Directive: Quote the following lines verbatim, starting with the line containing "282, row 782." and ending with the line containing "column 416, row 728", both included.

Position annotation records
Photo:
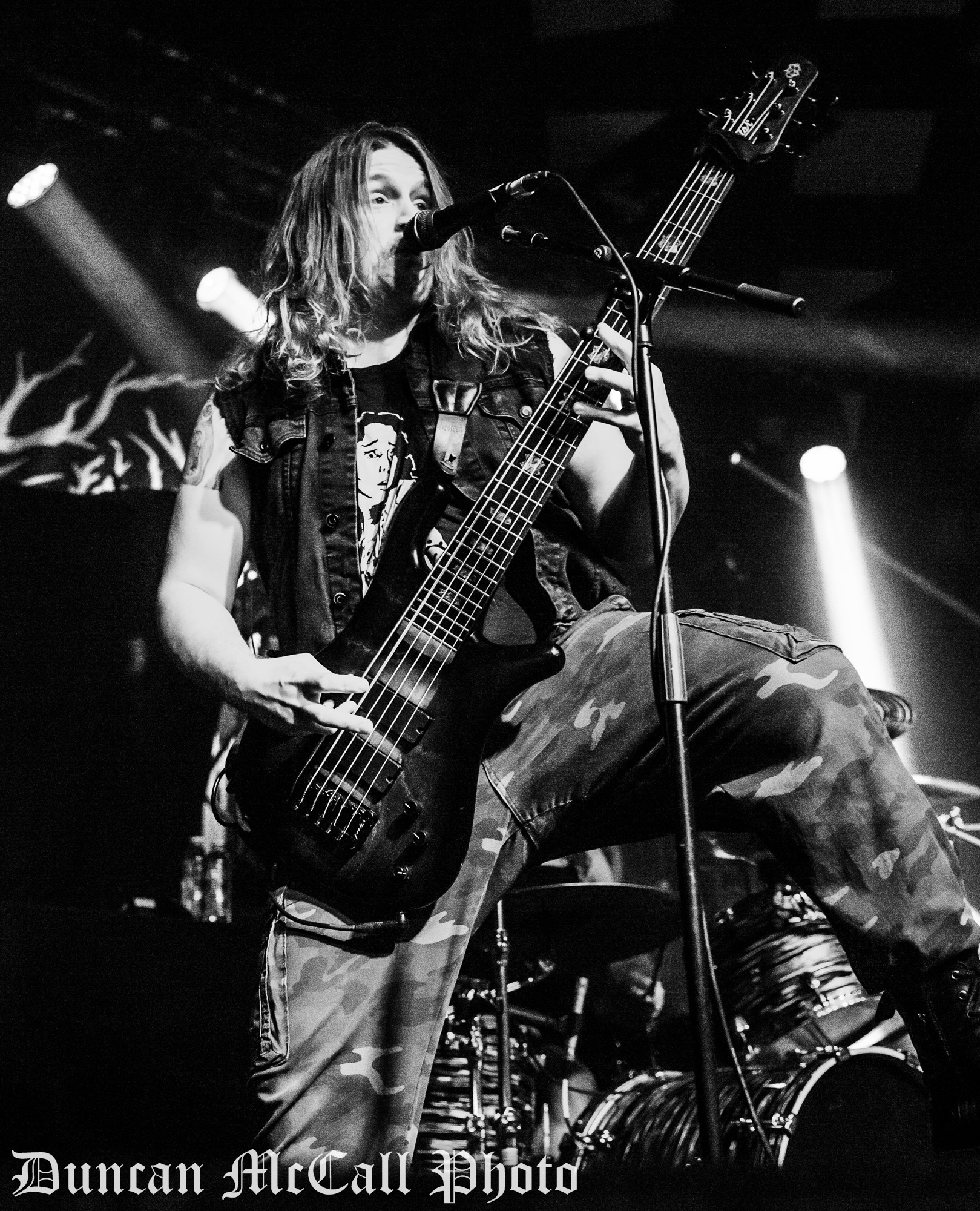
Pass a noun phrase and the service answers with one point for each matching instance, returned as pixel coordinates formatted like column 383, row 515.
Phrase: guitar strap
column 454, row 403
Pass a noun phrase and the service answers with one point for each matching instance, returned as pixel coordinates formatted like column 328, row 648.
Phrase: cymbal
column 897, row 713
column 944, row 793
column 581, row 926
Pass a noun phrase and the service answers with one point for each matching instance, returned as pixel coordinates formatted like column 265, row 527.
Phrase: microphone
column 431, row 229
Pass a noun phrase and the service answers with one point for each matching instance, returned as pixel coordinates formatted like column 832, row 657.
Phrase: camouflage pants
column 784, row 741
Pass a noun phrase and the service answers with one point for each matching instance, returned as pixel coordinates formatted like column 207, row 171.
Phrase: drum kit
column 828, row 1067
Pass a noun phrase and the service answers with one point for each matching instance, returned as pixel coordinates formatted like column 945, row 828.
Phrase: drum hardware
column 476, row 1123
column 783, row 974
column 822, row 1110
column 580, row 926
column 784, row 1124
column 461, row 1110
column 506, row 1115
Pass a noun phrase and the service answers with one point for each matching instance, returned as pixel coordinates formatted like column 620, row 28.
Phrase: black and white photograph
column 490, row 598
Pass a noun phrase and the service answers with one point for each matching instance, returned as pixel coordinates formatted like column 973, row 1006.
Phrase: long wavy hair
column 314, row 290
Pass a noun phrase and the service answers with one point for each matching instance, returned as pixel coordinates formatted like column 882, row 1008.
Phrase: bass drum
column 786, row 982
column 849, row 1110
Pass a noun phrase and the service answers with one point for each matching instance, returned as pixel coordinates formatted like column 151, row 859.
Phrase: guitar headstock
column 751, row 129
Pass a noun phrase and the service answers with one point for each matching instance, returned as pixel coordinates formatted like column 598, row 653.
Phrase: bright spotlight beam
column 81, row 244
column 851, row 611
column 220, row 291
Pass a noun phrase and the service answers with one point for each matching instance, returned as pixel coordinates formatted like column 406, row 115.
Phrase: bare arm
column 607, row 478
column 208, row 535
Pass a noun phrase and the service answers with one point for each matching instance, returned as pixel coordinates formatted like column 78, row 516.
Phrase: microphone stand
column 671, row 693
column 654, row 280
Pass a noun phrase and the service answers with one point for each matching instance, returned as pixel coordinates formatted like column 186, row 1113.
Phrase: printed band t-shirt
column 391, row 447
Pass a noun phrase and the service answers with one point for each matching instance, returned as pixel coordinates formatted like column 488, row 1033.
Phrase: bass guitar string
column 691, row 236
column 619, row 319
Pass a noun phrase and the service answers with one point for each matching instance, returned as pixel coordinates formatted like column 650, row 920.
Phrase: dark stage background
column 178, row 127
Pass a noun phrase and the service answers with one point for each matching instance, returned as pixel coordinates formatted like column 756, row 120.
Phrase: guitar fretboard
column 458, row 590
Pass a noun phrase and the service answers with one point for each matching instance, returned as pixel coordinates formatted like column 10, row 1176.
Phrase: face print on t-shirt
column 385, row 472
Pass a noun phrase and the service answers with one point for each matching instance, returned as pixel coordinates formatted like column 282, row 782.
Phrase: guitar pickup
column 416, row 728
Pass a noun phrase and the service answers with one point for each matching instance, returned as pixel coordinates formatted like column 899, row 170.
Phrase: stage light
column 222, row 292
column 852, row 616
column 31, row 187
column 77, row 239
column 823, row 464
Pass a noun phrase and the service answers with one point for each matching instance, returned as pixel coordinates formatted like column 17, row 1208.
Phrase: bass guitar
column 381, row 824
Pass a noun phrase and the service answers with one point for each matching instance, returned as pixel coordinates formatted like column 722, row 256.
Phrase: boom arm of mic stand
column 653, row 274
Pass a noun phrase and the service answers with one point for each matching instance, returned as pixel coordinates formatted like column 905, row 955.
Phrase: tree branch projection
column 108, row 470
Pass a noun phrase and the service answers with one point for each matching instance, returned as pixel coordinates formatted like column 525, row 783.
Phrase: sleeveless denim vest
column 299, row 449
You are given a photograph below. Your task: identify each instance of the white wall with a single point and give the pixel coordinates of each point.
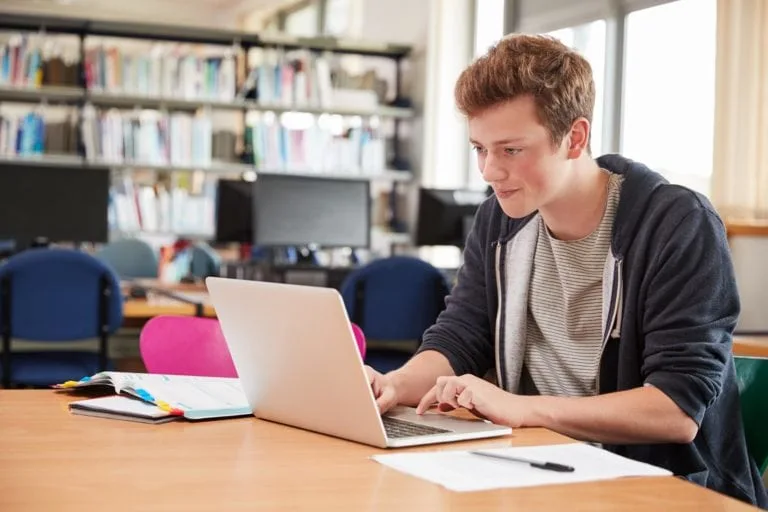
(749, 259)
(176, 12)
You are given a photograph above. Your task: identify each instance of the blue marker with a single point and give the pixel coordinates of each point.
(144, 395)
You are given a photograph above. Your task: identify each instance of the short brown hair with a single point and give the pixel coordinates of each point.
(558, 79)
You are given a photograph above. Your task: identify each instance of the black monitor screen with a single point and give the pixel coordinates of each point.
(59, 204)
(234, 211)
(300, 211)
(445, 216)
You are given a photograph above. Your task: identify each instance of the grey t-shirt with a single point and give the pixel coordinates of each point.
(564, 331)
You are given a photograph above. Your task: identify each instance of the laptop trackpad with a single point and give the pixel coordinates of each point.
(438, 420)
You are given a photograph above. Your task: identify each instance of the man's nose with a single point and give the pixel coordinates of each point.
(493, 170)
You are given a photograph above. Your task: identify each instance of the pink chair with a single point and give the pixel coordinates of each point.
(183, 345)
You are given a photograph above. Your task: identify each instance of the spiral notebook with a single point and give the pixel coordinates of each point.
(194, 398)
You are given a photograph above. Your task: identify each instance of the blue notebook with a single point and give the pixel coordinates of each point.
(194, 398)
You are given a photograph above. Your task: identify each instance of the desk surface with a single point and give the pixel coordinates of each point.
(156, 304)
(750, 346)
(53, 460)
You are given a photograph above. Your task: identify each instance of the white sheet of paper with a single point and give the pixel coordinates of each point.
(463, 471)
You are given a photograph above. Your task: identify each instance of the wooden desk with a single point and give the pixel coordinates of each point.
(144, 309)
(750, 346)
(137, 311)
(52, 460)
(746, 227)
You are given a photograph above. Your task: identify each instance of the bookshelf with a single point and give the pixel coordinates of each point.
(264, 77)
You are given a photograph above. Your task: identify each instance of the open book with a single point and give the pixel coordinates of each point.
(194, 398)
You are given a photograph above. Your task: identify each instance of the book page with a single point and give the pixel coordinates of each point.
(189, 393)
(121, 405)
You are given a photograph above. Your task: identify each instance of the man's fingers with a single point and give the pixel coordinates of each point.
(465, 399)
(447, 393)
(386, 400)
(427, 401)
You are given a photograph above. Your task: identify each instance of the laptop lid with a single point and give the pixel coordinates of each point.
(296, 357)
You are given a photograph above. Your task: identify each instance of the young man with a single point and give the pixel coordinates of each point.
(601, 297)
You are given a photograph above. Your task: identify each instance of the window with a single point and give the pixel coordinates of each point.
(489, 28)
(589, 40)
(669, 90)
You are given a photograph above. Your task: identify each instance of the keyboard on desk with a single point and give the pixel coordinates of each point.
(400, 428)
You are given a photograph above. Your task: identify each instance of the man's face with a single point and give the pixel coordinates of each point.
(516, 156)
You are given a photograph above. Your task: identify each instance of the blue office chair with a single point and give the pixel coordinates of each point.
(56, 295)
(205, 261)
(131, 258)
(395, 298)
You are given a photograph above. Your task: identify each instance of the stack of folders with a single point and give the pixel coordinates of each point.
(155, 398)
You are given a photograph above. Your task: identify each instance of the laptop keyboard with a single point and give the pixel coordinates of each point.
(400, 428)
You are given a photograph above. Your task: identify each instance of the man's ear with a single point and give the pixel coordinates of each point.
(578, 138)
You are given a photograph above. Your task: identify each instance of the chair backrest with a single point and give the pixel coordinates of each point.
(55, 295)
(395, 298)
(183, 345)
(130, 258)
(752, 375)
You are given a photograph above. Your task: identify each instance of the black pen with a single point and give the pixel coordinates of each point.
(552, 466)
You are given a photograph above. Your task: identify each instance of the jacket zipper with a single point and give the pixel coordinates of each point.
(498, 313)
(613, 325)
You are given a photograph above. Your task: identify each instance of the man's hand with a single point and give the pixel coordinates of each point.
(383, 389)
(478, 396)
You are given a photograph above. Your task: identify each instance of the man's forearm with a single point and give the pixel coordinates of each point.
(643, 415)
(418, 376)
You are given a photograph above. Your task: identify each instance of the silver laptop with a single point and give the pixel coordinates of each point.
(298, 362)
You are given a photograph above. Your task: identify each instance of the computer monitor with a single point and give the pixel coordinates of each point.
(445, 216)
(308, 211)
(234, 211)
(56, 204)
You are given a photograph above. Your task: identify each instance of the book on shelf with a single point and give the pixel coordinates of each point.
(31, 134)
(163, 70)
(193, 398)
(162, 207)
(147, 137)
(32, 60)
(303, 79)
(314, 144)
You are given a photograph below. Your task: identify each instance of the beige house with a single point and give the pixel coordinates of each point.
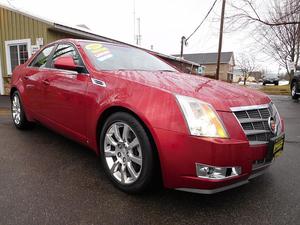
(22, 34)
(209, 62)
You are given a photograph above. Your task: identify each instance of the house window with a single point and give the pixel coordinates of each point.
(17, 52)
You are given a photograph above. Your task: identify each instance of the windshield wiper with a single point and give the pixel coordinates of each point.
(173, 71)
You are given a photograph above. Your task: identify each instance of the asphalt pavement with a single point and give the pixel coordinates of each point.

Written solution:
Pass a noun phrase and the service answers with one point for each matching instance, returned as pixel coordinates formatted like column 282, row 782.
Phrase: guitar pickup
column 416, row 728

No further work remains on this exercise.